→ **The exercise**:
Starting at the line containing "TARGET: the black pendant cord" and ending at the end of the data, rewrite every line in full and shift each coordinate value by -84.

→ **Dataset**:
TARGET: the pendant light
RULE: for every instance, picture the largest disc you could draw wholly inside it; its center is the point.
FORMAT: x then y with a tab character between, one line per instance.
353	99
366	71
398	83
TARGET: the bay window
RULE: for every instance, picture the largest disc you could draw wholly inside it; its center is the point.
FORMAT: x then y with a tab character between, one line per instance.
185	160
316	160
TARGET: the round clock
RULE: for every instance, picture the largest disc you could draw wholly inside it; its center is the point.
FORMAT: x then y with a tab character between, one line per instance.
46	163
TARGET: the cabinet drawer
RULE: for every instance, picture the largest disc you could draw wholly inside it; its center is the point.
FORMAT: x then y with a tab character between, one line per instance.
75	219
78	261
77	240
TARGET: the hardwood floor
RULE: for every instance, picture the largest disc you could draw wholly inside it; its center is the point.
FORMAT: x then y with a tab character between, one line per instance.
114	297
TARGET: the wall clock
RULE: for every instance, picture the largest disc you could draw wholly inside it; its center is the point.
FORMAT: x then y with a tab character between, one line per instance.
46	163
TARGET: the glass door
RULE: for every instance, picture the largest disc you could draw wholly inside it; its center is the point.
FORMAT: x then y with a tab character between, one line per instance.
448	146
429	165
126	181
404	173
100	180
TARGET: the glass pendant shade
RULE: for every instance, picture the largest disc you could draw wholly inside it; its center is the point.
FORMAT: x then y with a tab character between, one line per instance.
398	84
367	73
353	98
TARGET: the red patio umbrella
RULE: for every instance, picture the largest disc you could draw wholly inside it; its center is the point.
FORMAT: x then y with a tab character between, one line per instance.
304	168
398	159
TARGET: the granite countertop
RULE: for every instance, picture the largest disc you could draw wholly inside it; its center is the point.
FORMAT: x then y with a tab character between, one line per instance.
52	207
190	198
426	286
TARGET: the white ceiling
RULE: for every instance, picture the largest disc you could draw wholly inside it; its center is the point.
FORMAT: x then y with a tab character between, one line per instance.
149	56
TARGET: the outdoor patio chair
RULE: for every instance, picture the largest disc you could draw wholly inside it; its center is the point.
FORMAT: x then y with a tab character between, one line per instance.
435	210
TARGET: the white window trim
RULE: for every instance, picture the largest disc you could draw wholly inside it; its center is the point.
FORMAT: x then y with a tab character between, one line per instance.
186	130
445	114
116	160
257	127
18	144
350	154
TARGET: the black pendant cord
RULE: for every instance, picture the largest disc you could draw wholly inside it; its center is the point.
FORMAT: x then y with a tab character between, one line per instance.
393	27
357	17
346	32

→ **Problem solution**:
TARGET: the black pendant cord
RULE: for every instance, picture the largest disc you could draw wholly inside it; its center is the point.
FORMAT: x then y with a tab character between, one line per instance.
309	-57
273	-67
262	-52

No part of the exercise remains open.